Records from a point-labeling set
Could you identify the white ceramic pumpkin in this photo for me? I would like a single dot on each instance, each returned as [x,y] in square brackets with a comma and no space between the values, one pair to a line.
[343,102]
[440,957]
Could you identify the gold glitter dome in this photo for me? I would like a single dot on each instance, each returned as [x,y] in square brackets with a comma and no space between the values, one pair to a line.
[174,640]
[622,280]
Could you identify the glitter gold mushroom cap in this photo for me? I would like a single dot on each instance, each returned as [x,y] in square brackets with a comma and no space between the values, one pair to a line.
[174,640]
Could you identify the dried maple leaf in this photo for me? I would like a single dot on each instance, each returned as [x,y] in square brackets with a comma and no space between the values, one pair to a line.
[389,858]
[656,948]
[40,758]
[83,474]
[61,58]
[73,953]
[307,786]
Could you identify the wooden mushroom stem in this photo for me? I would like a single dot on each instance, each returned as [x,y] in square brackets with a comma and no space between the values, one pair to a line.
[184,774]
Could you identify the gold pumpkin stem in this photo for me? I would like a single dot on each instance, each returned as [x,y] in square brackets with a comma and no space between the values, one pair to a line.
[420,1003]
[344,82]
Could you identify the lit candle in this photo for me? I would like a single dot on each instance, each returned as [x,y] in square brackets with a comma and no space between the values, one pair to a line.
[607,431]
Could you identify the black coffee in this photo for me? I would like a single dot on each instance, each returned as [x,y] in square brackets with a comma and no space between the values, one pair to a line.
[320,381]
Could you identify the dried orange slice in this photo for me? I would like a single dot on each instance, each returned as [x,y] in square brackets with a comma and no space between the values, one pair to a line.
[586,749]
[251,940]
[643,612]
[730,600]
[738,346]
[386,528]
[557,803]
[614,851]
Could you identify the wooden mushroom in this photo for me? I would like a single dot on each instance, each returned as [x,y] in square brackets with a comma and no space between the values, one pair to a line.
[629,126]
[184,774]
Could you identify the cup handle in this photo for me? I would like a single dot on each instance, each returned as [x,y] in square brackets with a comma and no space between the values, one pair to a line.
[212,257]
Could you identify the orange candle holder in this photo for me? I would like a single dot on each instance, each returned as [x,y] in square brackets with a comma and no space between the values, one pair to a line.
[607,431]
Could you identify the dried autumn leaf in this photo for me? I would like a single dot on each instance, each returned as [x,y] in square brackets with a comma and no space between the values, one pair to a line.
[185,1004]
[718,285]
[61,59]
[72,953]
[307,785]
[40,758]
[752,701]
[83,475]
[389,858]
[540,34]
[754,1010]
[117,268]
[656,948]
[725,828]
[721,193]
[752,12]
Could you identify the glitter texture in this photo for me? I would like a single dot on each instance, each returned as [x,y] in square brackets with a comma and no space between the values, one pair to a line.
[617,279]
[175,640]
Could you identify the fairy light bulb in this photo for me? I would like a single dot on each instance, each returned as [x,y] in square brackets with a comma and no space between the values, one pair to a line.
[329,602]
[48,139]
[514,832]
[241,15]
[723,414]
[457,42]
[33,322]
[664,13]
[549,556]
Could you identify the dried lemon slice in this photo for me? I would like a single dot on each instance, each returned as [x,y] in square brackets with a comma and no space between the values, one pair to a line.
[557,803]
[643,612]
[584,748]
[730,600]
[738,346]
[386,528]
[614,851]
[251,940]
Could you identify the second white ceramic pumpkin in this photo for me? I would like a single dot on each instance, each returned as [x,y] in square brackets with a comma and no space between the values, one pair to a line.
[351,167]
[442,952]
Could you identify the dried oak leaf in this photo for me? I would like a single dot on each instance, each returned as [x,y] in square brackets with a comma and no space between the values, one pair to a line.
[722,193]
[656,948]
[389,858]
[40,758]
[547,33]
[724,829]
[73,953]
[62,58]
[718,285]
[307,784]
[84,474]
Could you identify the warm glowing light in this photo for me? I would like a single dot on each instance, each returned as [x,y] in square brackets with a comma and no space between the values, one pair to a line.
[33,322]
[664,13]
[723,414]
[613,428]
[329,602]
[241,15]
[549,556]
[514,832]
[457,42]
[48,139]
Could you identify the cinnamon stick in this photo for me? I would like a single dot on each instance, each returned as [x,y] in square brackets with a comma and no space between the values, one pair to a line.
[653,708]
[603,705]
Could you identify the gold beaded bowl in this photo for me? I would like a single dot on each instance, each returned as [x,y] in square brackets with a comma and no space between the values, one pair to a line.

• Goal of the exercise:
Turn every line of the material above into a numbered list, leaving out any blank lines.

• Final result:
1. Could you identify the white ceramic pumpkin in this photo for me? I would like a single dot on each instance, each returned as [x,y] in square brackets with a comma and no space between the values, one pair to a line.
2. [343,102]
3. [440,957]
4. Could you identify the gold glitter dome in this photo for me? I would like a single dot on each instance, each returned as [x,y] in square brackets with a comma and no space between the values, one pair to a line.
5. [174,640]
6. [622,280]
7. Could you identify the glitter gold mushroom cap in this photo for me? I would like a single dot on each instance, each returned as [x,y] in square brackets with a comma and no space between the values, one pair to a line.
8. [174,640]
9. Could you identify the dried maple leaf in this photo for me? I would like a single dot on each instance, each returned as [x,y] in square brackets with a comma and no space between the values, one pair to a line.
10. [389,858]
11. [656,948]
12. [40,758]
13. [83,474]
14. [61,58]
15. [73,953]
16. [307,786]
17. Could you identify the wooden mushroom stem in this photo for me? I would like a single dot on each instance, each returned as [x,y] in square brackets with a comma and no space between the values, one pair to a line.
18. [184,774]
19. Could you identify the gold pumpkin stem in this photo for me? I would like a single dot on each instance, each returned as [x,y] in square brackets with a comma and no space between the values, one pair to a line.
20. [420,1003]
21. [344,82]
22. Could you identify the lit candle in this photo for me? I would like a single dot on each instance, each returned as [x,y] in square brackets with a comma and no space between the values, one pair to a line.
23. [607,431]
24. Could you identify the black coffee in this photo for me? I would like a single dot on each instance, each returned as [x,y] in square brackets with a comma and no space between the values, one pair to a line.
25. [320,381]
26. Could you identify the dried orange slice in this photo for me? I would like a single dot on each instance, each returned as [x,y] in square brackets with a comma and no space between the values, one pair to a line.
27. [586,749]
28. [251,940]
29. [643,612]
30. [730,600]
31. [738,346]
32. [386,528]
33. [557,803]
34. [614,851]
35. Could you identify the wooden mushroom in this photo for me? I would like a single dot on each instance, each returned as [x,y] in square brackets with a comma and no space between the values, one pair to a line.
36. [629,126]
37. [184,774]
38. Could you identify the cup handle in this photo for me? I would like a single dot on each instance, each returned as [x,y] in square brackets with a comma and no space between the values, one pair to a line.
39. [212,257]
40. Could you identify the orange candle holder in this photo for me? I would like a single dot on each instance, each returned as [x,y] in square brackets with a comma and no space between the values, one pair to a line.
41. [607,431]
42. Could you identify the dried autumn leaf in this photo for me? I would like a single dot on each instance, each returned as [x,y] in square brackets with a comma and no space between the values, one pair to a line.
43. [185,1004]
44. [718,285]
45. [61,59]
46. [72,953]
47. [307,785]
48. [40,758]
49. [752,701]
50. [83,475]
51. [389,858]
52. [540,34]
53. [754,1010]
54. [117,268]
55. [656,948]
56. [725,828]
57. [721,193]
58. [752,12]
59. Could you identify the glitter texture in this photo for me? I would like a single dot on each instance, each returned as [x,y] in square brackets with a comma and no space between the values, one pair to a line.
60. [617,279]
61. [175,640]
62. Could you identify the fairy light bulb in this photo for me? I would like a single dot on each instance, each returned as [x,y] in square brackets with a comma and no space between the values, one pair to a line.
63. [329,602]
64. [48,139]
65. [514,832]
66. [241,15]
67. [723,414]
68. [457,42]
69. [33,322]
70. [664,13]
71. [549,556]
72. Could you identify the dried lemon slice in this photo for me? I would like a single dot on each instance, each returned as [x,y] in square brackets with a comma and no space between the values, one pair to a line.
73. [557,803]
74. [643,612]
75. [584,748]
76. [730,600]
77. [738,346]
78. [386,528]
79. [614,851]
80. [251,940]
81. Could you identify the second white ceramic pumpkin in this photo for me? I would like a single dot on each instance, each returned as [x,y] in square brackets with a comma and no space between the values, one pair to a line.
82. [351,167]
83. [442,952]
84. Could you identify the dried oak leaf in this photo for me? I would like a single dot on each instance, each returned as [x,y] in square brackets with a comma and no space between the values, one pair to a line.
85. [722,193]
86. [656,948]
87. [389,858]
88. [40,758]
89. [547,33]
90. [724,829]
91. [73,953]
92. [62,58]
93. [718,285]
94. [307,784]
95. [84,474]
96. Could you identify the warm glowing light in this photo for me? I would like a single dot on each instance, each returned as [x,y] in square brackets with a comma and no space between the values, one pair to a line.
97. [33,322]
98. [664,13]
99. [723,414]
100. [613,428]
101. [329,602]
102. [241,15]
103. [549,556]
104. [514,832]
105. [457,42]
106. [48,139]
107. Could you identify the cinnamon stick in this photo for me? I would like a single dot on each instance, each returned as [x,y] in square brackets with a comma and no space between the values, one pair to a line.
108. [653,708]
109. [603,705]
110. Could you identify the gold beaded bowl in this photo for me? I would like a single dot on each instance, each returned as [x,y] in square brackets with a comma and no space between the values, one pair to a line.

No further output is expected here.